## Task to complete
Copy the rows from the start through the line containing "50), (61, 51)]", swapping "white" for "beige" and leaving everything else unchanged.

[Stored dataset items]
#####

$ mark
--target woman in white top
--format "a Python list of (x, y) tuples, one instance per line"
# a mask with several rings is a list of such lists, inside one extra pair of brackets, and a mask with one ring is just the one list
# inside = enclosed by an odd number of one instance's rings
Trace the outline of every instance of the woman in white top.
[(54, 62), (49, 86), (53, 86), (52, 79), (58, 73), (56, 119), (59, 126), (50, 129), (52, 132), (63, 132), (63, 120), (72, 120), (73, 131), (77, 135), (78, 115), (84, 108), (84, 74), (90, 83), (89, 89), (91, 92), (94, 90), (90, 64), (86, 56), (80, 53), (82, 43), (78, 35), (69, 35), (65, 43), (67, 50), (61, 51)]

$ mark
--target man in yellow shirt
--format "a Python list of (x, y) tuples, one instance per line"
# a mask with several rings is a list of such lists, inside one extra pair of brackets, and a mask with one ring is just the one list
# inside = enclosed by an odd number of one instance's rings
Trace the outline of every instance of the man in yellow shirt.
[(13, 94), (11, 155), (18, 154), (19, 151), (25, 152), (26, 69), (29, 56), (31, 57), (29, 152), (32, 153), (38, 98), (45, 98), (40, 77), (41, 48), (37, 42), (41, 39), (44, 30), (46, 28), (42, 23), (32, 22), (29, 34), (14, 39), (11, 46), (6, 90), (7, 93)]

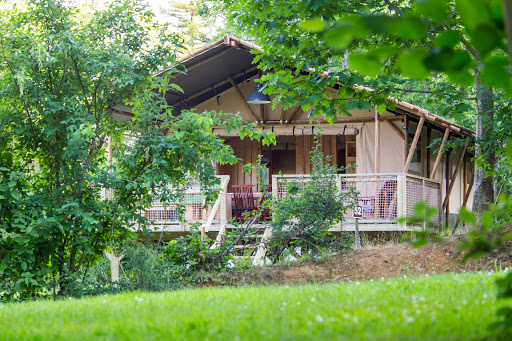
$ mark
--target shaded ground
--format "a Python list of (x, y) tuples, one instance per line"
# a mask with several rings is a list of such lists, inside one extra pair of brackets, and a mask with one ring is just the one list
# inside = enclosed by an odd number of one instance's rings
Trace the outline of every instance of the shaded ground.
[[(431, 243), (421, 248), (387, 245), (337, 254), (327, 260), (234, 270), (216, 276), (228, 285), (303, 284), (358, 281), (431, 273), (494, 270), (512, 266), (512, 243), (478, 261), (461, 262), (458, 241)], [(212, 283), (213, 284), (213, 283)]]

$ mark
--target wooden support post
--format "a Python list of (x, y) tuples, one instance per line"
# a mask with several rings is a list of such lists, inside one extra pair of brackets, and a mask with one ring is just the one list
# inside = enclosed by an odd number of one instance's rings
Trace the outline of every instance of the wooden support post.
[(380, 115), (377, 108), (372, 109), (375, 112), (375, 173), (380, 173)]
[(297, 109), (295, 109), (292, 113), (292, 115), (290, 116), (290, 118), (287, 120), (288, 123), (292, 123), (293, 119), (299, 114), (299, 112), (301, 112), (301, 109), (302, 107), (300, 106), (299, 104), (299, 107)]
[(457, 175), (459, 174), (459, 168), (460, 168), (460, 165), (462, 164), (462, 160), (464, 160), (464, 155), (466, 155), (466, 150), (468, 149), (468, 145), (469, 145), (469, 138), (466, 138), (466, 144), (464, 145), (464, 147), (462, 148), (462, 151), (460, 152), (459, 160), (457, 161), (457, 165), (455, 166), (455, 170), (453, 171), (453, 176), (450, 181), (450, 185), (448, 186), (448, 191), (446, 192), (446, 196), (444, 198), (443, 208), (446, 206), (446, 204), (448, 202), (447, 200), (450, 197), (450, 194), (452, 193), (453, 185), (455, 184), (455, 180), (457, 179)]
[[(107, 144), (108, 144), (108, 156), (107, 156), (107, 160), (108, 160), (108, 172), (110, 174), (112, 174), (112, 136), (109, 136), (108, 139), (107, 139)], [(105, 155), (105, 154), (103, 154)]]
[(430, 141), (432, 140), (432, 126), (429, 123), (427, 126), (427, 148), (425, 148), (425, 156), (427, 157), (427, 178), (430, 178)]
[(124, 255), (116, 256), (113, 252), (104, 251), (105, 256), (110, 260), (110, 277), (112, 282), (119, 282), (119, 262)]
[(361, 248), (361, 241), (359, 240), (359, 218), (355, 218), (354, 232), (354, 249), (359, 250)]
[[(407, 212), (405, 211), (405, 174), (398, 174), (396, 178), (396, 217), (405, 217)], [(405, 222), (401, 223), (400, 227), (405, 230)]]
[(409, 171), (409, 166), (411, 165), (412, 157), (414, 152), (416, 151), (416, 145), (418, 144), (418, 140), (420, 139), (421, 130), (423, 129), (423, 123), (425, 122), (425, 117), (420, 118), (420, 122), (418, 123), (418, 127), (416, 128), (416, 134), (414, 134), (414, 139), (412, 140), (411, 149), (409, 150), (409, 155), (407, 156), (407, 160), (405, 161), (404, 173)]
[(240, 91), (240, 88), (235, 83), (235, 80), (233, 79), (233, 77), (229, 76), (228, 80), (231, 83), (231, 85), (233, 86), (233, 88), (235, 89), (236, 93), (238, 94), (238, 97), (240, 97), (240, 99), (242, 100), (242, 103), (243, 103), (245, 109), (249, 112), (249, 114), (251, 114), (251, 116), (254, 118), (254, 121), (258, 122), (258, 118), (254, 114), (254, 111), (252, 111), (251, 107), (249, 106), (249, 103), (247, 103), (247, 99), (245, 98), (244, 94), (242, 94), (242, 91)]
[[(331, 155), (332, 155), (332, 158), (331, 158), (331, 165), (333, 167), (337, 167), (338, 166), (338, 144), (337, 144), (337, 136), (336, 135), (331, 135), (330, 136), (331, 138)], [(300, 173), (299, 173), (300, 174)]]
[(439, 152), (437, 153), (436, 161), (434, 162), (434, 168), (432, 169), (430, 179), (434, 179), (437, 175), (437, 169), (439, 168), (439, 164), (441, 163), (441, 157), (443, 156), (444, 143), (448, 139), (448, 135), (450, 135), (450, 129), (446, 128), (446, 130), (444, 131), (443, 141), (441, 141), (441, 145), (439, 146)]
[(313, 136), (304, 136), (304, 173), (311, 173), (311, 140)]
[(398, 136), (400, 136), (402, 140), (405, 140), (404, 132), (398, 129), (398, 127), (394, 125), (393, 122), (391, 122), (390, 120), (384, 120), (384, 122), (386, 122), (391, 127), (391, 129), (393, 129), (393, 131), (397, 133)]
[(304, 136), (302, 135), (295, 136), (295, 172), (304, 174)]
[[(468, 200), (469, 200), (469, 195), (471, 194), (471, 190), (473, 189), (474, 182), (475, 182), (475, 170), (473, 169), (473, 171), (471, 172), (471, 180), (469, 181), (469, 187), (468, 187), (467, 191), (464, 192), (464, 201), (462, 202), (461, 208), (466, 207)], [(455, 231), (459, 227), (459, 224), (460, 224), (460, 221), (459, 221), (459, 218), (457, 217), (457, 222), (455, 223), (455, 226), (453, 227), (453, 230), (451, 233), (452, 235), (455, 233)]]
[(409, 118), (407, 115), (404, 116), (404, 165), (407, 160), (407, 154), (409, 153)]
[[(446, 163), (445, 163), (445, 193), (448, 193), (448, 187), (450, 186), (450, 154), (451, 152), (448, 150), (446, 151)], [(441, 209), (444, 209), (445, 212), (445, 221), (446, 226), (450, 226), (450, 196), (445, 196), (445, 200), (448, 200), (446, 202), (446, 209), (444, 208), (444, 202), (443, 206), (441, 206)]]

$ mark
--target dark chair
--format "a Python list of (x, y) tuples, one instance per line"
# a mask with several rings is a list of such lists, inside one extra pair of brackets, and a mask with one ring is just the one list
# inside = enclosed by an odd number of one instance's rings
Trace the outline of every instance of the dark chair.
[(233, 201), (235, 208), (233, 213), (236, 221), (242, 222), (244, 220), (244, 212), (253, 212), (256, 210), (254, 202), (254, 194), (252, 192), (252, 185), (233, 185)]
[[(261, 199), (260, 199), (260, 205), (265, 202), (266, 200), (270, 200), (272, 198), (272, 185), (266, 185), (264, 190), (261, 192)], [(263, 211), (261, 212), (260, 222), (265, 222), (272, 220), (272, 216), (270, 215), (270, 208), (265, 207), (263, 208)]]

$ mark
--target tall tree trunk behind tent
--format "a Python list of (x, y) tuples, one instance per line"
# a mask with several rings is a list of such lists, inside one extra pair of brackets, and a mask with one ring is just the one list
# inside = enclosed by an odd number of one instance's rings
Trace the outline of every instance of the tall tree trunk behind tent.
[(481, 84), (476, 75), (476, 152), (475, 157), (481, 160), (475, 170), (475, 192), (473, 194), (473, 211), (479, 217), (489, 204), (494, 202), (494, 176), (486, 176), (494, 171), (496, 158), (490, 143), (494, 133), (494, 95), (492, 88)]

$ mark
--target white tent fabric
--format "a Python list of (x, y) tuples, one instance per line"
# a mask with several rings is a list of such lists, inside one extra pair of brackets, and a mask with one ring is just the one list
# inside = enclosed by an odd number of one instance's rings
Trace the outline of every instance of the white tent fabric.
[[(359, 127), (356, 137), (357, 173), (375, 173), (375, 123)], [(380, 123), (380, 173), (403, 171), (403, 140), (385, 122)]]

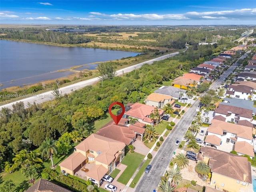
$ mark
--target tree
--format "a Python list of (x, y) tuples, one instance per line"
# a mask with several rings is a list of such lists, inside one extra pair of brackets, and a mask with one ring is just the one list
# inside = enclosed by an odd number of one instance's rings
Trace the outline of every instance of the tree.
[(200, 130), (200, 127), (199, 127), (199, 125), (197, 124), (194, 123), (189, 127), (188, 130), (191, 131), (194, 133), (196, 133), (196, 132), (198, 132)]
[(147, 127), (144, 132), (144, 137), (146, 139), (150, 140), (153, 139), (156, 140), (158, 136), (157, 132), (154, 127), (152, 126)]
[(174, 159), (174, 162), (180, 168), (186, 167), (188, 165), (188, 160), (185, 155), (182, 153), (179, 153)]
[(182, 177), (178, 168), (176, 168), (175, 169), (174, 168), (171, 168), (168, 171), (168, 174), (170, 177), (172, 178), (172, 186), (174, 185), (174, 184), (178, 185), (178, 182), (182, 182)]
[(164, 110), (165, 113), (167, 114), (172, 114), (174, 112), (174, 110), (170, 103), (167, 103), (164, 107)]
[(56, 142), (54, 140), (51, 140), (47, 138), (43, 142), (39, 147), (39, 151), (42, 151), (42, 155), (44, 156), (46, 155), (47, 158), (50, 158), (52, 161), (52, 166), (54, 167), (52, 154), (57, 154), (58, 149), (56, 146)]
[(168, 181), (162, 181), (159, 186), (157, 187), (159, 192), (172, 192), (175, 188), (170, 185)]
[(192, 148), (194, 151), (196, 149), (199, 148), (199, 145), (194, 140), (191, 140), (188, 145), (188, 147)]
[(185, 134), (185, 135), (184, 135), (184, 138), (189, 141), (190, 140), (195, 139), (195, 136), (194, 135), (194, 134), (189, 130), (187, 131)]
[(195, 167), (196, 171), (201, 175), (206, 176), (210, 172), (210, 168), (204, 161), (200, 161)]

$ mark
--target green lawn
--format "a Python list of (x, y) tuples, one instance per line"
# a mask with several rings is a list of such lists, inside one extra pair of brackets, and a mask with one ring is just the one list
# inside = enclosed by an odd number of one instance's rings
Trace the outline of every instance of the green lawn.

#####

## Result of the task
$ mark
--target woman in beige top
--format "a Python list of (x, y) tuples, one instance per line"
# a mask with several rings is a list of such lists, inside one extra pair of brackets, and a mask with one ring is just the one list
# inside = enclosed by an odd number of one instance's rings
Trace the outline of every instance of the woman in beige top.
[(54, 62), (49, 86), (53, 86), (52, 79), (58, 73), (56, 119), (59, 126), (50, 129), (52, 132), (63, 132), (63, 120), (72, 120), (73, 131), (77, 135), (78, 115), (84, 108), (84, 74), (90, 83), (89, 89), (91, 92), (94, 90), (90, 64), (86, 56), (80, 53), (82, 43), (78, 35), (69, 35), (65, 43), (67, 50), (61, 51)]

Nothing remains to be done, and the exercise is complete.